▶ **Text under study**

'''

Michigan Court of Appeals Rules State Clerk Must Testify in DWLS Cases

In a 2-1 decision, the Michigan Court of Appeals recently ruled that a certificate mailed to a state driver, notifying him of his suspended license, is "testimonial" as that term is used in the constitution thus, the Secretary of State must produce it's clerk at a trial for driving on a suspended license.

The case, People v Nunley, arose in a district court in Washtenaw County.  The prosecutor attempted to introduce notice of the defendant's suspension, without calling a clerk from the Secretary of State's office to lay the proper foundation for the entry of that key document.

Both the district court and the circuit court denied the prosecutor's request to admit the document of suspension; a key element in any DWLS case.

The Court of Appeals panel reasoned that because the prosecutor must establish that the motorist received notice as an element of the crime, it held that introduction of the actual notice document, without producing the necessary foundational witness, violated the accused's right under the Sixth Amendment to the U.S. Constitution to confront and cross examine all witnesses.

In a well-reasoned 7-page dissent, Presiding Judge Henry Saad concluded that the notice was not "testimonial" under the analysis of seminal U.S. Supreme Court caselaw.  Judge Saad characterized the notice as merely "administrative" and emphasized that, when the notice was sent to Mr. Nunley, no crime had yet been committed [i.e. Nunley had yet to drive on his newly suspended license].  As such, the notice could not be testimonial in nature.

The result of this decision is that the prosecutor must now secure the appearance of the state clerk from Lansing in order to obtain a DWLS conviction.  Should the administrative costs of securing a conviction alter the analysis of the accused's constitutional right to confrontation of witnesses?  We think not.

The Washtenaw County Prosecutor has promised further appeal to the Michigan Supreme Court.

'''

[Point-per-instance location data]
'''

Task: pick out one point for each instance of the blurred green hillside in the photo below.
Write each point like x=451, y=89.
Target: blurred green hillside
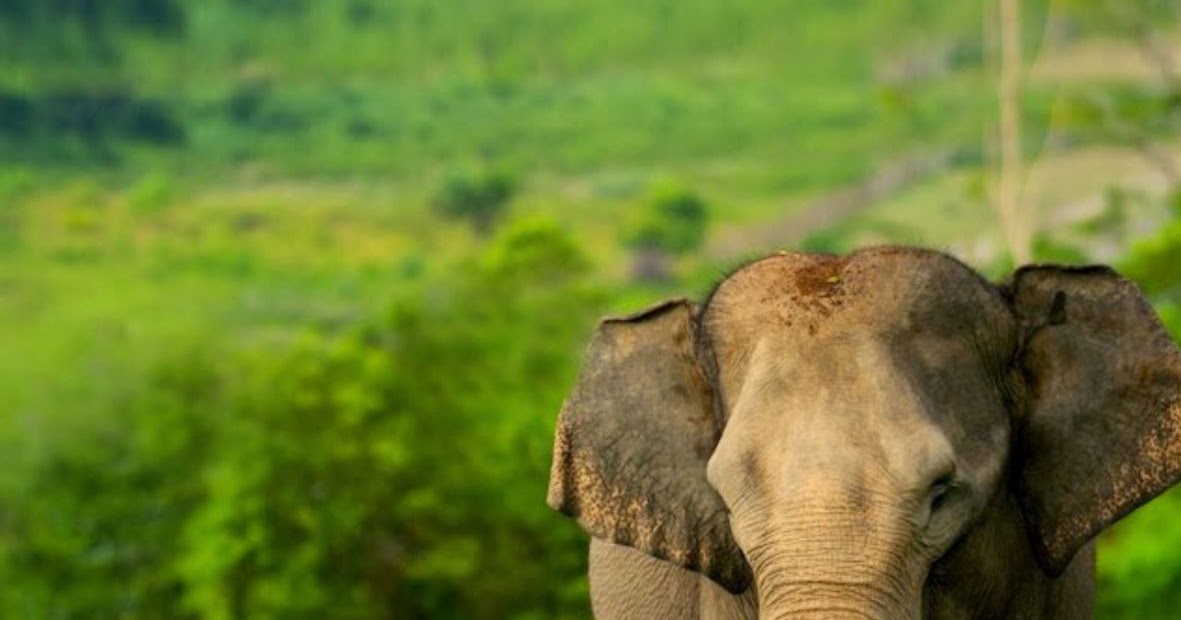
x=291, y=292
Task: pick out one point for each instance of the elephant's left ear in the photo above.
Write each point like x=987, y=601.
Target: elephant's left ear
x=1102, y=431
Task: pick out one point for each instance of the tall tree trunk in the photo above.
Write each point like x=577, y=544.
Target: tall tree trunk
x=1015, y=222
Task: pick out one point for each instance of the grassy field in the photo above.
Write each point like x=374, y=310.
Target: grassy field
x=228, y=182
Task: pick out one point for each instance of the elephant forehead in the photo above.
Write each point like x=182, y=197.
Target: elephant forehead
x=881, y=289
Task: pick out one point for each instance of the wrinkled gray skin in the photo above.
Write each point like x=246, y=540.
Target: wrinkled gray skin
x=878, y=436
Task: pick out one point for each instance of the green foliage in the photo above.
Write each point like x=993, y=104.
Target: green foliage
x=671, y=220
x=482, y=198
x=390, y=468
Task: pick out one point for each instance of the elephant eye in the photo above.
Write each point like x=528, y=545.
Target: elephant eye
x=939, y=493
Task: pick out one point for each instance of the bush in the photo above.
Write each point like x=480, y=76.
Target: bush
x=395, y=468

'''
'''

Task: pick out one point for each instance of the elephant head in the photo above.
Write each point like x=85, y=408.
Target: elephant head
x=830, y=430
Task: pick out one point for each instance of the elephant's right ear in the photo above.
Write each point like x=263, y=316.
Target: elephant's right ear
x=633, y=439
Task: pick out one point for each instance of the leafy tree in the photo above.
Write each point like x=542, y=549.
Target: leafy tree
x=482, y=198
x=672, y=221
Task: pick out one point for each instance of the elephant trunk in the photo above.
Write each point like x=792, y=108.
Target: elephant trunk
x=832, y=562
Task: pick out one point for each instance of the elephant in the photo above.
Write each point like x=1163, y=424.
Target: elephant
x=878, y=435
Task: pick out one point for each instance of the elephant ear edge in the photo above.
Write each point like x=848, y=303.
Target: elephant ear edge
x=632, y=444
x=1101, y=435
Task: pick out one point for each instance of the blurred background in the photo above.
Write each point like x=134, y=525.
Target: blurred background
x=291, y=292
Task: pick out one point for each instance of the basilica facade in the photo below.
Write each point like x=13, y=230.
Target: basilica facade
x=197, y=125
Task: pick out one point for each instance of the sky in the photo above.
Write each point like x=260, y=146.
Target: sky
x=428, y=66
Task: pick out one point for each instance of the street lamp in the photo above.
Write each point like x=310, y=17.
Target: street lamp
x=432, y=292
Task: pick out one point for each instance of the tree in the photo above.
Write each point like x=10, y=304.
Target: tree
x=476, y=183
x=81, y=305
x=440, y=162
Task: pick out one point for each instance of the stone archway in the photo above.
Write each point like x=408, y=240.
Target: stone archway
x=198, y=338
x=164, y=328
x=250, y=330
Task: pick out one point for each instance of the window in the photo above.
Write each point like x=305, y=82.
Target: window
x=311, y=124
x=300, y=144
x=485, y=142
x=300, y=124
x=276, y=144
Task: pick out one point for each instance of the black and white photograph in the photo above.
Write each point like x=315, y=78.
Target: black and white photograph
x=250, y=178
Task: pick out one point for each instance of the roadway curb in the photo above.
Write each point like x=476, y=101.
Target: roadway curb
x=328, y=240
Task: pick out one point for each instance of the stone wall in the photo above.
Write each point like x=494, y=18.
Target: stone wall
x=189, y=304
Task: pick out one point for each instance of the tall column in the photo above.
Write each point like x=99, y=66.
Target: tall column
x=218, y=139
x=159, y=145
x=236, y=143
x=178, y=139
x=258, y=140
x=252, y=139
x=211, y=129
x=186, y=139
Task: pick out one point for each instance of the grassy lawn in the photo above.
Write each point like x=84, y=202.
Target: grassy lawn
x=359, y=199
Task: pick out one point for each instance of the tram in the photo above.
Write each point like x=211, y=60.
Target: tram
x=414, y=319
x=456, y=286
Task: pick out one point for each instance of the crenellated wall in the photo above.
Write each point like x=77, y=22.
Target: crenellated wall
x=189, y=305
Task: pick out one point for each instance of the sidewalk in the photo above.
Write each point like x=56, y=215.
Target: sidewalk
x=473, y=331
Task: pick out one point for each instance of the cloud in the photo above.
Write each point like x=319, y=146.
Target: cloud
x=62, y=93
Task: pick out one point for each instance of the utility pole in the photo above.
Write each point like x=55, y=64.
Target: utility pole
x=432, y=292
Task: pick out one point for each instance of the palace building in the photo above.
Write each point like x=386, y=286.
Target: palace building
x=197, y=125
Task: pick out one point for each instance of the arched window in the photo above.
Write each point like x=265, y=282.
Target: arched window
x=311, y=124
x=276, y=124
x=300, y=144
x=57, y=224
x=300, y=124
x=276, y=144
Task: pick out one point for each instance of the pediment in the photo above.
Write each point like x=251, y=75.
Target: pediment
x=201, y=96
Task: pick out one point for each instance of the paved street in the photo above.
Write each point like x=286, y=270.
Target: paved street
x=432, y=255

'''

▶ **Your tasks**
1. In the article about the Michigan appeals ruling, how long was Judge Henry Saad's dissent?
2. Transcribe everything in the article about the Michigan appeals ruling from "The result of" down to "witnesses?  We think not.".
The records aren't needed for anything here.

▶ **Solution list**
1. Seven pages.

2.
The result of this decision is that the prosecutor must now secure the appearance of the state clerk from Lansing in order to obtain a DWLS conviction.  Should the administrative costs of securing a conviction alter the analysis of the accused's constitutional right to confrontation of witnesses?  We think not.